== Action item ==
Extract only the lines from the start of the entries below to the line with "Target: long bread roll", inclusive; omit every picture.

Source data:
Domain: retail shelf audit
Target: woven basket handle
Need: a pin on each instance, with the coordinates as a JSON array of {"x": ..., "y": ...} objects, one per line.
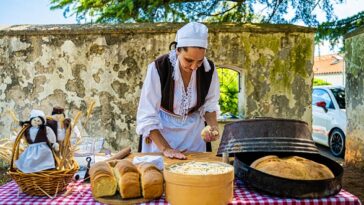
[{"x": 15, "y": 153}]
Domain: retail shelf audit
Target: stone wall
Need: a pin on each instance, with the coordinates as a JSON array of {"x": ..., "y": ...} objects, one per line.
[
  {"x": 74, "y": 65},
  {"x": 354, "y": 68}
]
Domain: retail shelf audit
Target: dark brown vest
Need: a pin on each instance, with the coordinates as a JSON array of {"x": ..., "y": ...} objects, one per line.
[{"x": 165, "y": 71}]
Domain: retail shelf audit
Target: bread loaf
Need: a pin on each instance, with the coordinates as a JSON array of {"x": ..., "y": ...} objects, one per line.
[
  {"x": 127, "y": 177},
  {"x": 103, "y": 182},
  {"x": 292, "y": 167},
  {"x": 152, "y": 181}
]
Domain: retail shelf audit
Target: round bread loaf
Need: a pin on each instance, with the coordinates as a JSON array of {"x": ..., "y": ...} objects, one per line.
[{"x": 292, "y": 167}]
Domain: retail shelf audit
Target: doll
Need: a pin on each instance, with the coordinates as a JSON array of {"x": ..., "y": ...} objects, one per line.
[
  {"x": 41, "y": 139},
  {"x": 60, "y": 124}
]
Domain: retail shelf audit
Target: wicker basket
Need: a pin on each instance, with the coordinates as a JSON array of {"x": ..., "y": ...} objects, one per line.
[{"x": 43, "y": 183}]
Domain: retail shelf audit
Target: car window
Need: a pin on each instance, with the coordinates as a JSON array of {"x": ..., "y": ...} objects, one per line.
[
  {"x": 339, "y": 95},
  {"x": 322, "y": 95}
]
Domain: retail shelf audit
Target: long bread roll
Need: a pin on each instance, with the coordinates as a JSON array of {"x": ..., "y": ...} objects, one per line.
[
  {"x": 103, "y": 182},
  {"x": 127, "y": 177},
  {"x": 152, "y": 181}
]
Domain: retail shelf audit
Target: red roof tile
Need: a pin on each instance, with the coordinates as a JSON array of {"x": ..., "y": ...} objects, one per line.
[{"x": 332, "y": 63}]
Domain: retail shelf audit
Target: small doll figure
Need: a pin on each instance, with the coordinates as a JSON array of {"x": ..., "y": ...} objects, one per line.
[
  {"x": 41, "y": 139},
  {"x": 60, "y": 124}
]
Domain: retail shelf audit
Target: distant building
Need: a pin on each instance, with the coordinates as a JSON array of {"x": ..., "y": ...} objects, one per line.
[{"x": 330, "y": 68}]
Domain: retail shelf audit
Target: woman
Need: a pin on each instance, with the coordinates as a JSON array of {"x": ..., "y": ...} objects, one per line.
[{"x": 180, "y": 93}]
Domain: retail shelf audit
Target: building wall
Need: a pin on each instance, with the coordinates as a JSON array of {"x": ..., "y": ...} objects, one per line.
[
  {"x": 354, "y": 64},
  {"x": 75, "y": 65}
]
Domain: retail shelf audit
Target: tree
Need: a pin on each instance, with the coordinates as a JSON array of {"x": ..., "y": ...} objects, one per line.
[
  {"x": 229, "y": 90},
  {"x": 242, "y": 11}
]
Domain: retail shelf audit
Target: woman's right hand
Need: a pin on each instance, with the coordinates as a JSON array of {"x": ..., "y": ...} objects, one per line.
[{"x": 172, "y": 153}]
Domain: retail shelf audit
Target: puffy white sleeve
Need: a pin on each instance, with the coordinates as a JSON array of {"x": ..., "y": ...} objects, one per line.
[
  {"x": 149, "y": 104},
  {"x": 212, "y": 98}
]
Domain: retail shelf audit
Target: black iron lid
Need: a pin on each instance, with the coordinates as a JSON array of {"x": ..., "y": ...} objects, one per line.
[{"x": 267, "y": 135}]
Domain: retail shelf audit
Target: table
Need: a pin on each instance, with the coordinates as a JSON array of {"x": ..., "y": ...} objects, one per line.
[{"x": 243, "y": 195}]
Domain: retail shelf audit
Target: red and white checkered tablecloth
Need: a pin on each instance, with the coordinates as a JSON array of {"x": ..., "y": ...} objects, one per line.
[{"x": 243, "y": 195}]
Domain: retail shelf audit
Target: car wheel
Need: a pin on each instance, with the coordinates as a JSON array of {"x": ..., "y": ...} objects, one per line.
[{"x": 337, "y": 143}]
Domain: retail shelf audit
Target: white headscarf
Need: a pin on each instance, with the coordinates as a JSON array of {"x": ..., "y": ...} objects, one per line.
[{"x": 192, "y": 34}]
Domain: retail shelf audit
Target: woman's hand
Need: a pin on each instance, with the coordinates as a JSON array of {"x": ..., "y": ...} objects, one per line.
[
  {"x": 210, "y": 133},
  {"x": 172, "y": 153}
]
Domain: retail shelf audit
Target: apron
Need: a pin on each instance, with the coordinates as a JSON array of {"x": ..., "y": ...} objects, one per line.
[
  {"x": 36, "y": 157},
  {"x": 180, "y": 133}
]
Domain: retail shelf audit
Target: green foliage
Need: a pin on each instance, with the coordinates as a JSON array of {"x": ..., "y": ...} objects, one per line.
[
  {"x": 264, "y": 11},
  {"x": 242, "y": 11},
  {"x": 229, "y": 90},
  {"x": 335, "y": 30},
  {"x": 317, "y": 82}
]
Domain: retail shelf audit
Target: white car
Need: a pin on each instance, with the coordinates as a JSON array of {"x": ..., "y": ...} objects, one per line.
[{"x": 329, "y": 118}]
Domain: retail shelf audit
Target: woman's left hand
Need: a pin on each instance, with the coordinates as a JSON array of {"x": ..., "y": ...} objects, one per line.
[{"x": 210, "y": 133}]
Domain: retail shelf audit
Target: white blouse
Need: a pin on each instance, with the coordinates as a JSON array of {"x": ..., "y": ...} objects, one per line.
[{"x": 149, "y": 110}]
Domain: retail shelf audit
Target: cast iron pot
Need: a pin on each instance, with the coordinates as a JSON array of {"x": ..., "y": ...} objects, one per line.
[{"x": 288, "y": 187}]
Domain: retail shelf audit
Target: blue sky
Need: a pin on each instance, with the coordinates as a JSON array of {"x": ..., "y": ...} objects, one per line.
[{"x": 37, "y": 12}]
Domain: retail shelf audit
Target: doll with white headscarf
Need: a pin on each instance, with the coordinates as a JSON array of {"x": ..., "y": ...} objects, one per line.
[{"x": 41, "y": 139}]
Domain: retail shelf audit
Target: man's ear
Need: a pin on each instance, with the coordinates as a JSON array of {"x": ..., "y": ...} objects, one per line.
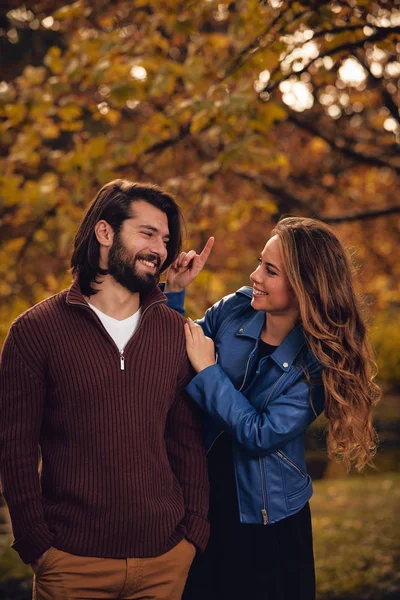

== Answer for this exercise ==
Domain: retail shelf audit
Target: woven basket handle
Need: a pin on each instance, with the coordinates as a JSON array of {"x": ..., "y": ...} objects, one per line.
[{"x": 15, "y": 153}]
Domain: retail shelf audit
Target: stone wall
Need: a pin on each instance, with the coordinates as a JSON array of {"x": ..., "y": ...} objects, one per line.
[
  {"x": 74, "y": 65},
  {"x": 354, "y": 68}
]
Domain: retail shelf audit
Target: dark brown vest
Need: a pin on each instance, with the coordinates as a JSON array of {"x": ..., "y": ...} objects, one per line.
[{"x": 165, "y": 71}]
Domain: retail shelf audit
Target: bread loaf
Need: a pin on each instance, with the coordinates as a JSON array of {"x": ..., "y": ...} objects, one per line.
[
  {"x": 127, "y": 177},
  {"x": 103, "y": 182},
  {"x": 292, "y": 167},
  {"x": 152, "y": 181}
]
Domain: retail shelf audit
Target: round bread loaf
Need: a pin on each instance, with the coordinates as a JSON array of {"x": ..., "y": ...} objects, one per line.
[{"x": 292, "y": 167}]
Domain: retail shelf audit
Target: doll
Need: a pin on each instance, with the coordinates as a JSON array of {"x": ..., "y": ...} objects, one per line.
[
  {"x": 41, "y": 139},
  {"x": 60, "y": 124}
]
Domain: retail shelf audit
Target: wicker basket
Need: a pin on each instance, with the coordinates as a JSON array of {"x": ..., "y": ...} objects, one per line.
[{"x": 43, "y": 183}]
Domain: retail shelf audit
Target: car window
Need: a pin on each instance, with the coordinates as a JSON array of {"x": ..., "y": ...} objects, one per line.
[
  {"x": 339, "y": 95},
  {"x": 322, "y": 95}
]
Domain: retail shelf audit
Target: long bread roll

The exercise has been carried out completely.